> **Excerpted passage**:
--- start ---

Pentagram

The Contemporary Austin

Brand Identity

Identity and website for the museum in Austin, Texas.

The Austin Museum of Art (AMOA) and Arthouse, Austin's contemporary art museum, merged in 2011 and became AMOA-Arthouse. That unwieldy name and the resulting identity, basically the two original logos shoved uncomfortably together, just added to the general confusion and misconceptions about the new entity. The museum's awkward name and logo-sandwich, the unfortunate product of a shotgun wedding, just underscored the fact that it used to be two organizations. It didn't help things that the combined visual arts institutions were housed under two separate roofs in different parts of the city. After the merger AMOA, which had been mostly downtown for several years, moved back into an old stately lakeside villa called Laguna Gloria and Arthouse stayed in the Jones Center, a modern revamped theater on 7th Street and Congress Avenue downtown. The museum's new executive director, Louis Grachos, enlisted Pentagram to help rename AMOA-Arthouse and to develop an original brand identity that expressed his ambitious vision for the new museum. The museum unveiled a new name, The Contemporary Austin, along with a sleek new look.

The designers began the project by compiling a list of every art museum name they could find. From that exhaustive survey, patterns emerged and it became clear that another acronym like MOMA, MOCA or even AMOA was not an original or forward-thinking way to go. Both AMOA and Arthouse had been promoting and exhibiting contemporary art over the years and neither had the capacity to build large collections. With that in mind the team decided to steer clear of "museum" because the word usually suggests a collecting entity. The Contemporary Austin is a simple, direct name that clearly states the focus and mission of the new institution. In the end, the new moniker represents a clean break from the burdensome histories and baggage of the previously established names and opens the door to a new day.

--- end ---

Edit the rebranding text: start at the words "The designers began", stop after "to a new day.", and swap "moniker" for "title". The dataset rows have no role here.

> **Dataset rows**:
--- start ---

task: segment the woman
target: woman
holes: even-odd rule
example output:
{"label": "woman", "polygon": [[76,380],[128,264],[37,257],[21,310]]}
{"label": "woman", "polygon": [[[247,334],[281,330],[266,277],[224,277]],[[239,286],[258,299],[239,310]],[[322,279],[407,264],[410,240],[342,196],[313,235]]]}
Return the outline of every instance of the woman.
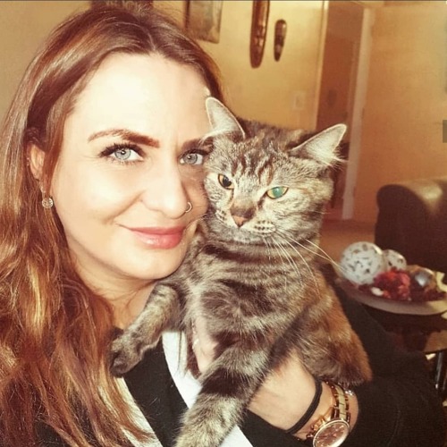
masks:
{"label": "woman", "polygon": [[[116,327],[178,267],[206,209],[198,140],[209,130],[206,97],[221,97],[215,72],[156,11],[105,6],[66,21],[30,65],[1,134],[2,445],[173,444],[189,398],[168,341],[125,383],[110,375],[107,353]],[[343,304],[375,375],[349,397],[343,445],[442,445],[422,357],[397,351]],[[202,370],[213,351],[205,324]],[[299,445],[333,405],[316,384],[291,359],[227,445]]]}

--- end ---

> **Result for this task**:
The designers began the project by compiling a list of every art museum name they could find. From that exhaustive survey, patterns emerged and it became clear that another acronym like MOMA, MOCA or even AMOA was not an original or forward-thinking way to go. Both AMOA and Arthouse had been promoting and exhibiting contemporary art over the years and neither had the capacity to build large collections. With that in mind the team decided to steer clear of "museum" because the word usually suggests a collecting entity. The Contemporary Austin is a simple, direct name that clearly states the focus and mission of the new institution. In the end, the new title represents a clean break from the burdensome histories and baggage of the previously established names and opens the door to a new day.